### EXERCISE DIRECTIONS
Transcribe the entries below without changing a word, and omit every picture.
═════ RECORDED INFORMATION
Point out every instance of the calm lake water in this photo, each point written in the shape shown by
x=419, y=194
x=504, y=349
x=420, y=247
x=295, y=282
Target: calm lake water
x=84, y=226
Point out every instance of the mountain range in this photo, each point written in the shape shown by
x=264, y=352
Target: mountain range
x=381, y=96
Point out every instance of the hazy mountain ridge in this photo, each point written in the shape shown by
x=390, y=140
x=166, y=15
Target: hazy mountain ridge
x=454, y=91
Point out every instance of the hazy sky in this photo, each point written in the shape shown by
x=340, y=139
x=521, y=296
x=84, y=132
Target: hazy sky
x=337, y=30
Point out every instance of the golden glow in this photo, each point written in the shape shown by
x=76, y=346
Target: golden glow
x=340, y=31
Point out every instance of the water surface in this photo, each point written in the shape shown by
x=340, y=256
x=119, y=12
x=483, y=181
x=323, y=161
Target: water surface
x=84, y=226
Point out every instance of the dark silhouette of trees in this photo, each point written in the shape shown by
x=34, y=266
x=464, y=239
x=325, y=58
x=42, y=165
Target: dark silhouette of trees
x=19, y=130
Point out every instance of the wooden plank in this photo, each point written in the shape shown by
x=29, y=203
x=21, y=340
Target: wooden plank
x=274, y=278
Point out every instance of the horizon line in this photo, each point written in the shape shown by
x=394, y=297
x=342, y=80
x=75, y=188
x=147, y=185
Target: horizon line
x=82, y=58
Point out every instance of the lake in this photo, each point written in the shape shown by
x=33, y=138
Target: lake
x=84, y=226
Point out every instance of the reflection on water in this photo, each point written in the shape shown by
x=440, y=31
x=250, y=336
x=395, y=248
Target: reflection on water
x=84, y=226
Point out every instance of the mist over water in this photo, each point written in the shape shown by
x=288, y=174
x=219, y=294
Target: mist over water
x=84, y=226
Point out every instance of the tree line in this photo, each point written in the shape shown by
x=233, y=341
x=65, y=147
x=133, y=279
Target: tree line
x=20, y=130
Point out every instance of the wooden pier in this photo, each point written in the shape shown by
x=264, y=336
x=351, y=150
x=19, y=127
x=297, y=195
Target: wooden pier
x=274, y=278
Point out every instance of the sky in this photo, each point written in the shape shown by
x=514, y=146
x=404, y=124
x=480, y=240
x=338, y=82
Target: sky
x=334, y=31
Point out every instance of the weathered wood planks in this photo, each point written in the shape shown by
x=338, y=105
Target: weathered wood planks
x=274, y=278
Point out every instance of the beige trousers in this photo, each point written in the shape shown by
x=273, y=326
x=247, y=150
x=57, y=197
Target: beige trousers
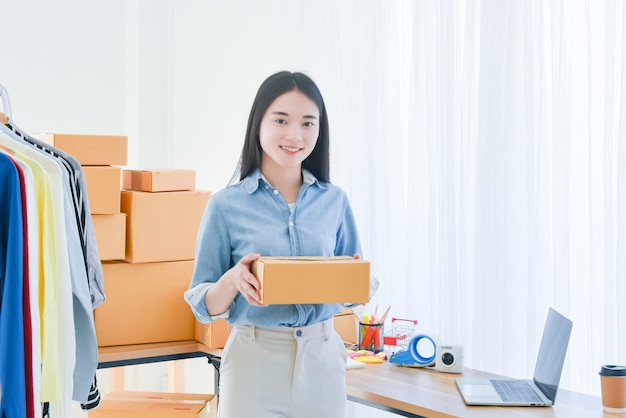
══════════
### SOLUTION TO THE PROBLEM
Point out every instance of the calm lake water in this photo, each point written in the shape shown by
x=419, y=194
x=504, y=349
x=420, y=247
x=295, y=282
Target: calm lake water
x=84, y=226
Point out every instance of the mountain range in this photo, each point written in the shape shown by
x=264, y=352
Target: mountain range
x=381, y=96
Point out every instance of the hazy mountain ridge in this photo, each point written in the shape shown by
x=390, y=140
x=166, y=15
Target: hazy mountain ridge
x=454, y=91
Point out every instance of the hazy sky in this photo, each point written in the shape shown by
x=340, y=139
x=521, y=296
x=84, y=132
Target: hazy sky
x=337, y=30
Point out every instance of the golden glow in this photo, each point written in the shape shown by
x=76, y=346
Target: golden glow
x=340, y=31
Point out every instance of the water surface in this photo, each point written in the shape shown by
x=340, y=256
x=119, y=12
x=483, y=181
x=323, y=161
Target: water surface
x=84, y=226
Point out every instance of the dark silhouette of trees in this photo, each point written in the shape shown by
x=34, y=266
x=464, y=239
x=325, y=58
x=42, y=165
Target: dark silhouette of trees
x=19, y=130
Point out every instance of the wooden plank in this photo, each point written in the shape shown by
x=29, y=203
x=21, y=340
Target: wooden plank
x=274, y=278
Point out every instance of the horizon line in this photo, each point written in the shape shown by
x=394, y=297
x=342, y=80
x=75, y=188
x=147, y=185
Target: horizon line
x=82, y=58
Point out every instance of the lake in this photo, each point written in the shape shown by
x=33, y=138
Target: lake
x=84, y=226
Point out every instance of the reflection on water in this photo, each point written in the shape shown by
x=440, y=31
x=250, y=336
x=395, y=248
Target: reflection on water
x=84, y=226
Point out every instance of the mist over water in this photo, each point written in the shape shown by
x=288, y=174
x=219, y=294
Target: mist over water
x=84, y=226
Point out every instance of the tree line in this photo, each point written in the shape shown by
x=233, y=341
x=65, y=147
x=133, y=279
Target: tree line
x=20, y=130
Point out every instance of the wooden pier in this photo, each point written in the shape shown by
x=264, y=336
x=351, y=150
x=19, y=127
x=297, y=195
Target: wooden pier
x=274, y=278
Point out every instance of the sky in this photo, each point written in the shape shown by
x=514, y=146
x=404, y=124
x=480, y=240
x=338, y=82
Target: sky
x=334, y=31
Point out every instance of the weathered wood planks in this photo, each point written in the shape shown by
x=338, y=105
Target: weathered wood planks
x=274, y=278
Point out every instance of the beige trousers in this photo, each point written in the shape shown by
x=273, y=326
x=247, y=150
x=57, y=197
Target: beige trousers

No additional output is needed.